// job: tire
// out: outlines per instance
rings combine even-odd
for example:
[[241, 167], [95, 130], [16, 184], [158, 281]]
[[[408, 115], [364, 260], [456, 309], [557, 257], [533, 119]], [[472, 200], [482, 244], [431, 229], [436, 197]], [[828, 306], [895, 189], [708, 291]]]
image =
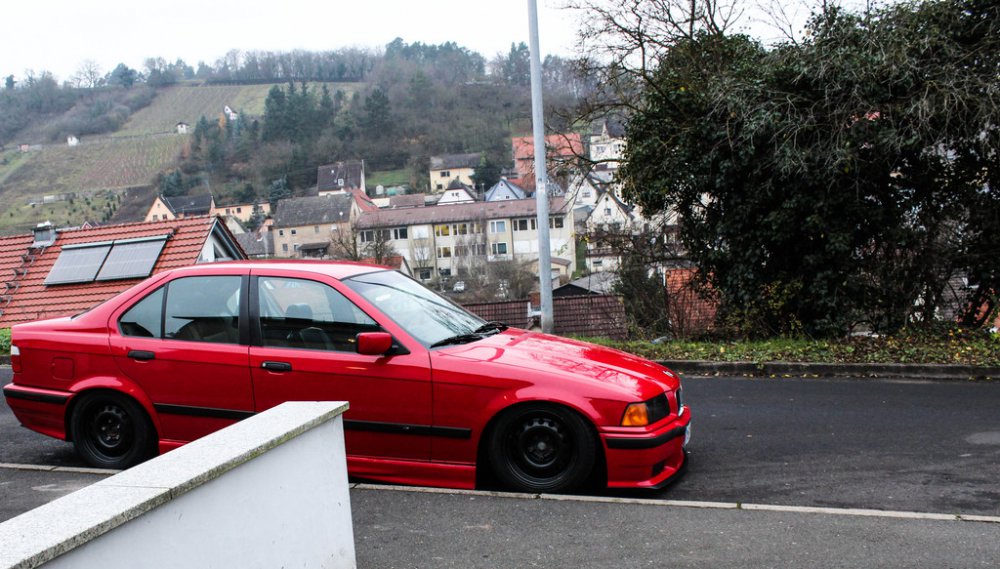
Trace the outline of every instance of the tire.
[[505, 487], [520, 492], [570, 492], [590, 478], [597, 437], [579, 415], [563, 407], [528, 404], [497, 420], [487, 455]]
[[149, 417], [119, 393], [84, 395], [73, 409], [70, 432], [77, 454], [95, 468], [123, 470], [153, 454]]

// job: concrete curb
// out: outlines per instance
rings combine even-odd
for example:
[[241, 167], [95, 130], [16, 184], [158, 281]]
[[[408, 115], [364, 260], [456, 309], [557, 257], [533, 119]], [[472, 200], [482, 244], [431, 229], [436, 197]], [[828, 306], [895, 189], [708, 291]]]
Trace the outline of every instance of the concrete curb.
[[[928, 380], [1000, 380], [1000, 367], [943, 364], [830, 364], [808, 362], [712, 362], [661, 360], [658, 363], [685, 375], [743, 377], [855, 377]], [[9, 366], [10, 356], [0, 356]]]
[[1000, 368], [942, 364], [845, 364], [806, 362], [712, 362], [663, 360], [662, 365], [687, 375], [746, 377], [859, 377], [934, 380], [995, 380]]

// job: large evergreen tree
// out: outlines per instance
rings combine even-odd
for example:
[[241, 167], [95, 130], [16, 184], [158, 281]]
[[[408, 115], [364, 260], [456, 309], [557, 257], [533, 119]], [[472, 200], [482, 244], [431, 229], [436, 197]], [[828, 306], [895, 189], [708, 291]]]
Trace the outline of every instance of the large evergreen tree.
[[827, 7], [810, 32], [675, 38], [628, 123], [626, 193], [681, 214], [749, 332], [895, 330], [956, 276], [981, 316], [1000, 290], [1000, 5]]

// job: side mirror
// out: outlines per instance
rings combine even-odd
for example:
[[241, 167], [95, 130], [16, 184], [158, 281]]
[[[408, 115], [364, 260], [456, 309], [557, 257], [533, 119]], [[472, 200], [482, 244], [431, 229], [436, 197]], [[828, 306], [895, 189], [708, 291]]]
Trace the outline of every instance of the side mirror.
[[392, 335], [387, 332], [362, 332], [358, 334], [358, 353], [364, 356], [383, 356], [392, 349]]

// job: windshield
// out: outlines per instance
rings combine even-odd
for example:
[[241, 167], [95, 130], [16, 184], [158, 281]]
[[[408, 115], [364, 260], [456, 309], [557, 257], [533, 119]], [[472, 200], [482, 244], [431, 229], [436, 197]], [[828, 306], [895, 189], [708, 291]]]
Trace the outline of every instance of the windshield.
[[399, 324], [425, 346], [461, 337], [483, 337], [485, 321], [396, 271], [367, 273], [345, 279], [344, 284]]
□ □ □ □ □
§ **Action item**
Nothing but the lines from the one holding "Trace the outline of every instance of the side" through the end of the listing above should appear, each exactly as given.

§ **Exercise response**
Trace the outline of every instance of the side mirror.
[[392, 335], [387, 332], [362, 332], [358, 334], [358, 353], [364, 356], [383, 356], [392, 349]]

// job: windshield
// out: outlines per instance
rings combine even-odd
for example:
[[241, 167], [95, 130], [16, 184], [158, 281]]
[[[408, 115], [364, 260], [456, 309], [557, 257], [533, 119]], [[472, 200], [482, 244], [431, 229], [436, 197]], [[828, 306], [895, 189], [708, 291]]]
Trace the outline of every instance of the windshield.
[[399, 324], [425, 346], [461, 337], [483, 337], [485, 321], [396, 271], [367, 273], [345, 279], [344, 284]]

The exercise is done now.